What is required:
Copy out the entries below word for word, beginning at the line that contains "Mark the gray" and continuing through the last entry. Leave out the pictures.

Rows from a dataset:
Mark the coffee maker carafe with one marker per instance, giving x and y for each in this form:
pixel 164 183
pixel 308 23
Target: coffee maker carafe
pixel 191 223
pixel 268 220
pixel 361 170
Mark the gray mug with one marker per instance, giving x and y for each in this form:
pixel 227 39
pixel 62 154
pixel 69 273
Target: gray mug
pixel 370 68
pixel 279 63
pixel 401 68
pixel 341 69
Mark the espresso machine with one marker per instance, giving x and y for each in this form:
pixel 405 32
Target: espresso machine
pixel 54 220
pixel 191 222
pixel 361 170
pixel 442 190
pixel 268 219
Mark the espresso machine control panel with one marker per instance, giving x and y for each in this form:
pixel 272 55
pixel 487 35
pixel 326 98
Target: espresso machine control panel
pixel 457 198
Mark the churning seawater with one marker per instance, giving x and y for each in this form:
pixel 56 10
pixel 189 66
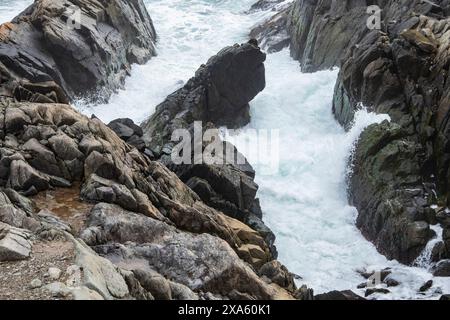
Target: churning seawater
pixel 305 203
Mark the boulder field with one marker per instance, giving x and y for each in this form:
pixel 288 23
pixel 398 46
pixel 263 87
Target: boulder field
pixel 144 231
pixel 400 180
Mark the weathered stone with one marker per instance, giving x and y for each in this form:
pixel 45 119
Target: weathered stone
pixel 14 243
pixel 200 262
pixel 338 295
pixel 94 51
pixel 442 269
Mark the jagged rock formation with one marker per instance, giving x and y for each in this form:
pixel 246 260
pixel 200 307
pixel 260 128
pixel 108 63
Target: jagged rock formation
pixel 218 95
pixel 58 50
pixel 401 70
pixel 272 34
pixel 81 149
pixel 141 209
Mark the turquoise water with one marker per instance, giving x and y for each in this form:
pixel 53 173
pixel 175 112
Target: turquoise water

Solution below:
Mark the gray mug with one marker per instance, giving x and y for each in this form:
pixel 227 39
pixel 62 154
pixel 69 273
Target: gray mug
pixel 370 68
pixel 279 63
pixel 401 68
pixel 341 69
Mark the espresso machine with one marker per instance, giving x and y for each in this form:
pixel 405 32
Target: espresso machine
pixel 54 220
pixel 191 222
pixel 361 170
pixel 442 190
pixel 268 219
Mark the espresso machine control panel with one marker per instance, giving x and y for each in this form:
pixel 272 55
pixel 487 35
pixel 326 98
Target: espresso machine control panel
pixel 457 198
Mark the churning seawater with one marker per instance, giving x and y for each in this form:
pixel 56 10
pixel 189 66
Target: churning seawater
pixel 305 203
Mark the boulder field with one marker per instance, giving x and y for each in this form:
pixel 288 23
pixel 398 46
pixel 263 87
Target: boulder field
pixel 144 231
pixel 400 180
Mark the weathered stone with one marker per instance, giving x and y for each in this form:
pixel 45 119
Target: weathered stone
pixel 14 243
pixel 200 262
pixel 338 295
pixel 94 51
pixel 442 269
Mark the jagged rock formation with one marker per instance, giving x and y for each in this form:
pixel 246 260
pixel 200 307
pixel 260 128
pixel 108 63
Target: jagged rock formation
pixel 218 95
pixel 58 50
pixel 401 70
pixel 272 34
pixel 81 149
pixel 141 209
Mark the turquoise water with one marker per instance, giving x and y for each in this form:
pixel 53 173
pixel 175 112
Target: turquoise water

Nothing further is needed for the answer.